Визит "к девкам", с позиции
Дельвига, входит в сферу бытового поведения,
которое никак не соотносится с идеологическим.
Возможность быть одним в поэзии и другим
в жизни не воспринимается им как двойственность
и не бросает тени на характер в целом.
Поведение Рылеева в принципе едино, и
для него такой поступок был бы равносилен
теоретическому признанию права человека
на аморальность. То, что для Дельвига
вообще не имеет значения (не является
знаком), для Рылееву было бы носителем
идеологического содержания. Так разница
между свободолюбцем Дельвигом и революционером
Рылеевым рельефно проявляется не только
на уровне идей или теоретических концепций,
но и в природе их бытового поведения.
Карам-зинизм утвердил многообразие поведений,
их смену как норму поэтического отношения
к жизни. Карамзин писал:
Чувствительной душе не сродно
ль изменяться?
Она мягка как воск, как зеркало ясна...
...Нельзя ей для тебя единою казаться.
[11]
Напротив того - для романтизма
поэтическим было единство поведения,
независимость поступков от обстоятельств.
"Один, - он был везде,
холодный, неизменный...", - писал Лермонтов
о Наполеоне [12]. "Будь самим
собою", - писал А. Бестужев Пушкину
[13]. Священник Мысловский, характеризуя
поведение Пестеля на следствии,
записал: "Везде и всегда был
равен себе самому. Ничто не
колебало твердости его" [14].

• Извлечённые данные
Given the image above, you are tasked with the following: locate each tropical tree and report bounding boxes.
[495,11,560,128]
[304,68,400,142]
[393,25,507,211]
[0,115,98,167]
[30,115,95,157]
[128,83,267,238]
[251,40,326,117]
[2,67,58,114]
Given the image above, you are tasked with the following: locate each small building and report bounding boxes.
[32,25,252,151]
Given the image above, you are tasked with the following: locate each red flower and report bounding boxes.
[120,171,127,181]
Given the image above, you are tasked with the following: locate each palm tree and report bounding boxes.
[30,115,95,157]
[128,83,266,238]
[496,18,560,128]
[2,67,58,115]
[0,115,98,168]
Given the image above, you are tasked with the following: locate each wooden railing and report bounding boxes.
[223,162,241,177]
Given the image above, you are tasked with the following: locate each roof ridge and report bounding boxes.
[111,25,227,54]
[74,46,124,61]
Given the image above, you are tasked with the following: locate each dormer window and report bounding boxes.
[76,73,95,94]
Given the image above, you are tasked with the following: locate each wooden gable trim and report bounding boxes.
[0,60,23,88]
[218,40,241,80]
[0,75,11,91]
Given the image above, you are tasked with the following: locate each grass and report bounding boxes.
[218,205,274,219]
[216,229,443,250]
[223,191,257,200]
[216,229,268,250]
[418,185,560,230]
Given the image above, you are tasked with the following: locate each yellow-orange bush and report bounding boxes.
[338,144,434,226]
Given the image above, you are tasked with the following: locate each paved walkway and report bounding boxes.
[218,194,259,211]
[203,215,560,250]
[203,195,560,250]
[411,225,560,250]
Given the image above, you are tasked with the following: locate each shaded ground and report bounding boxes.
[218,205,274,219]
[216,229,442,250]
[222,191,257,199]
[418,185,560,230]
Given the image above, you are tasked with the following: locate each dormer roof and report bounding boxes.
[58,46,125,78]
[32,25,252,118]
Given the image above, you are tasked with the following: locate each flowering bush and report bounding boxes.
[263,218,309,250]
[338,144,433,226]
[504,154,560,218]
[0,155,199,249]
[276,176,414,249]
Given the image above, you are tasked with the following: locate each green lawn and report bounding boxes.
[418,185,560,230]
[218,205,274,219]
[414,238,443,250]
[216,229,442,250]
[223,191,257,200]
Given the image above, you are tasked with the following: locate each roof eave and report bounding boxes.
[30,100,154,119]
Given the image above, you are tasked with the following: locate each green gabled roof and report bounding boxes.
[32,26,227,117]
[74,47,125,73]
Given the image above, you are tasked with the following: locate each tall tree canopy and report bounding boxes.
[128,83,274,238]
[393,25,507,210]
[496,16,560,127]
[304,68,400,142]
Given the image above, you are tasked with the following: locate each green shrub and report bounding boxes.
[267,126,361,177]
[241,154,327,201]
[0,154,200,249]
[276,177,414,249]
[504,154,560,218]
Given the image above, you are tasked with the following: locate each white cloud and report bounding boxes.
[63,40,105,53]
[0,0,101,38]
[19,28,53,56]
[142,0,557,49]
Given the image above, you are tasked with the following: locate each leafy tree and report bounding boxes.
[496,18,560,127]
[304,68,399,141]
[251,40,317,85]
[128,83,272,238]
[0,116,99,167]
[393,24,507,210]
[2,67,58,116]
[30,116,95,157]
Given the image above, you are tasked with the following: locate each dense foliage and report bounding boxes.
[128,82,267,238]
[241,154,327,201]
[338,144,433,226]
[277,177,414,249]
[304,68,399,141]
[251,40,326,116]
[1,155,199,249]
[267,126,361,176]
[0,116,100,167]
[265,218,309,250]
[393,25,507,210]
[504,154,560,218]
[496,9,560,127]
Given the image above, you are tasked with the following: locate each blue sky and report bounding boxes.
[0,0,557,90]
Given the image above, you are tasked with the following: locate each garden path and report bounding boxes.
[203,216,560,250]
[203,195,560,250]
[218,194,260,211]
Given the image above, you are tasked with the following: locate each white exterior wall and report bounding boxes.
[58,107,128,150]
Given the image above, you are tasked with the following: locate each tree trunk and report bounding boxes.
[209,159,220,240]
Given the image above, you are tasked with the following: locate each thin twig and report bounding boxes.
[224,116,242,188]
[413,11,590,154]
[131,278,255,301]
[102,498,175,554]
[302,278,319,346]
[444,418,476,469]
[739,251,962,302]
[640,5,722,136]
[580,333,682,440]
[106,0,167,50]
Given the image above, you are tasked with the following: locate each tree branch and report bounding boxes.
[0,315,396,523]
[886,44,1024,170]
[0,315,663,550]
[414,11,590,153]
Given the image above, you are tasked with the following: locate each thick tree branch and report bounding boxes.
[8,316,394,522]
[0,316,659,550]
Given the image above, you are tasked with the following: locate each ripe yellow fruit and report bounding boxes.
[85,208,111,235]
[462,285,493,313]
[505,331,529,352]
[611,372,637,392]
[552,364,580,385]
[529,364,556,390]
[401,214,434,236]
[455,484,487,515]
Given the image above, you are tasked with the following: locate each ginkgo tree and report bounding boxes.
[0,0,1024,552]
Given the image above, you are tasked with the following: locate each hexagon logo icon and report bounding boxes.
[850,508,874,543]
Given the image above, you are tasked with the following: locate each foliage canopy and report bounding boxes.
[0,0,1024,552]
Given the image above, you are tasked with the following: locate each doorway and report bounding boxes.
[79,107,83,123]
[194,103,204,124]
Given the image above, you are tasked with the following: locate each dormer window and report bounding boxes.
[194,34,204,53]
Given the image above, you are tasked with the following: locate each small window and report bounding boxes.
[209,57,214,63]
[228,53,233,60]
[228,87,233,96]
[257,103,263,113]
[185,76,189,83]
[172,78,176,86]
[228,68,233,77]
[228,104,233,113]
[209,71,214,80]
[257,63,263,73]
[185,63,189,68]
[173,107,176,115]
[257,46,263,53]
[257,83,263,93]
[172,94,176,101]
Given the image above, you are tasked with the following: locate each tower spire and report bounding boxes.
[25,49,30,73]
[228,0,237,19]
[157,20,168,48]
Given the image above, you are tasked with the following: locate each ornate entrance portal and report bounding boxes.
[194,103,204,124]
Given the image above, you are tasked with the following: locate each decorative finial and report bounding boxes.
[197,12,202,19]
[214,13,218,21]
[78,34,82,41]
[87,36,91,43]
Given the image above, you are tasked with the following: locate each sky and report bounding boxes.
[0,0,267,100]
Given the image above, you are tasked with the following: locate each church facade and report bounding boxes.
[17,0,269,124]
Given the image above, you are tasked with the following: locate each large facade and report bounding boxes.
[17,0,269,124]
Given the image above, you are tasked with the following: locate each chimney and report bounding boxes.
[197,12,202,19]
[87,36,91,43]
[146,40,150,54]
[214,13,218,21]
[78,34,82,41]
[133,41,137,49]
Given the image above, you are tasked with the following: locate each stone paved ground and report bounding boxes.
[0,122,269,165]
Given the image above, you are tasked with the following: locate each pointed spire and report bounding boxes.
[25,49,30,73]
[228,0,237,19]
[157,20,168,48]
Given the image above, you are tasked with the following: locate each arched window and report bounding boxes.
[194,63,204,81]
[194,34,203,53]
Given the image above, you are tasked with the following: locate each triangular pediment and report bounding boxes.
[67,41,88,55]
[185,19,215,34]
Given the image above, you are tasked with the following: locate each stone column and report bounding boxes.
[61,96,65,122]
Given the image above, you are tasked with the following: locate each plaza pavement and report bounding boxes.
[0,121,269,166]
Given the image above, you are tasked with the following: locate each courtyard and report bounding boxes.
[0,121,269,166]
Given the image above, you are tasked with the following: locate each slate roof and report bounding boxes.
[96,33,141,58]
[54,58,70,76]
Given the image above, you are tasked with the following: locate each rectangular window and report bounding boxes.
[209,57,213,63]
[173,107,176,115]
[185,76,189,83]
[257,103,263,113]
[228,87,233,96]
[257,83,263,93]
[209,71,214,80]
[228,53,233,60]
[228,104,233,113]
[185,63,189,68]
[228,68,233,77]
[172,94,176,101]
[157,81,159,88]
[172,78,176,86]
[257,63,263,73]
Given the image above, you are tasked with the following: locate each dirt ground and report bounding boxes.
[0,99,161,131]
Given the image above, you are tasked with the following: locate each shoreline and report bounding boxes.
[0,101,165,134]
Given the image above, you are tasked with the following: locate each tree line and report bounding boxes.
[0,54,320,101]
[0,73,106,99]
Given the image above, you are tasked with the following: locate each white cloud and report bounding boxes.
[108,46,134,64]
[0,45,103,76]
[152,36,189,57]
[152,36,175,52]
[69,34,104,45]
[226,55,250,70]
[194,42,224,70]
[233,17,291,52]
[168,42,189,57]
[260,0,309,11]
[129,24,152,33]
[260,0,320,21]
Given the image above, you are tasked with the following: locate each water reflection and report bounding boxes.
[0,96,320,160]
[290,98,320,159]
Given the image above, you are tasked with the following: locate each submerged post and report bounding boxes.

• Задание 1
Согласуются ли с текстом о бытовом поведении Дельвига и Рылеева утверждения (а), (б) и (в)? На каждое ответьте «да» или «нет» и приведите дословно решающие слова текста.
(а) Для Дельвига визит «к девкам» относится к бытовому поведению, не связанному с идеологическим.
(б) Для романтизма поэтическим считалось многообразие поведений и их смена.
(в) Слова «Будь самим собою» Пушкину написал Лермонтов.
• Задание 2
Допишите текст о бытовом поведении Дельвига и Рылеева, продолжив его после последнего предложения.

• Ответ 1
(а) Да: «входит в сферу бытового поведения, которое никак не соотносится с идеологическим».
(б) Нет: «для романтизма поэтическим было единство поведения, независимость поступков от обстоятельств».
(в) Нет: «"Будь самим собою", - писал А. Бестужев Пушкину».

• Ответ 2
Впрочем, романтический идеал
единства поведения не противоречил классицистическому
представлению о героизме, совпадая к
тому же с принципом "единства действия".
Карамзинский "протеизм" был в этом
отношении ближе к реалистической "многоплановости".
Пушкин, противопоставляя одноплановость
поведения героев Мольера жизненной многогранности
созданий Шекспира, писал в известном
наброске:
"Лица, созданные Шекспиром,
не суть как у Мольера типы
такой-то страсти, такого-то порока;
но существа живые, исполненные
многих страстей, многих пороков;
обстоятельства развивают перед
зрителем их разнообразные и
многосторонние характеры" [15].
При этом, если при переходе от жизненных
наблюдений к создаваемому им поэтическому
тексту художник классицизма или романтизма
сознательно отбирал какой-либо один план,
поскольку считал его единственно достойным
литературного отображения, то при обратном
переходе - от читательского восприятия
текста к читательскому поведению - происходит
трансформация: читатель, воспринимая
текст как программу своего бытового поведения,
предполагает, что определенные стороны
житейской деятельности в идеале должны
вообще отсутствовать. Умолчание в тексте
воспринимается как требование исключить
определенные виды деятельности из реального
поведения. Так, например, отказ от жанра
любовной элегии в поэзии мог восприниматься
как требование отказа от любви в жизни.
Следует подчеркнуть общую "литературность"
поведения романтиков, стремление все
поступки рассматривать как знаковые.
Это, с одной стороны, приводит к увеличению
роли жеста в бытовом поведении. Жест -
это действие или поступок, имеющий не
только и не столько практическую направленность,
сколько отнесенность к некоторому значению.
Жест - всегда знак. и символ. Поэтому всякое
действие на сцене, включая и имитирующее
полную освобожденность от сценической
телеологии, есть жест; значение его - замысел
автора.
С этой точки зрения бытовое
поведение декабриста представилось бы
современному наблюдателю театральным,
рассчитанным на зрителя. При этом следует
ясно понимать, что "театральность"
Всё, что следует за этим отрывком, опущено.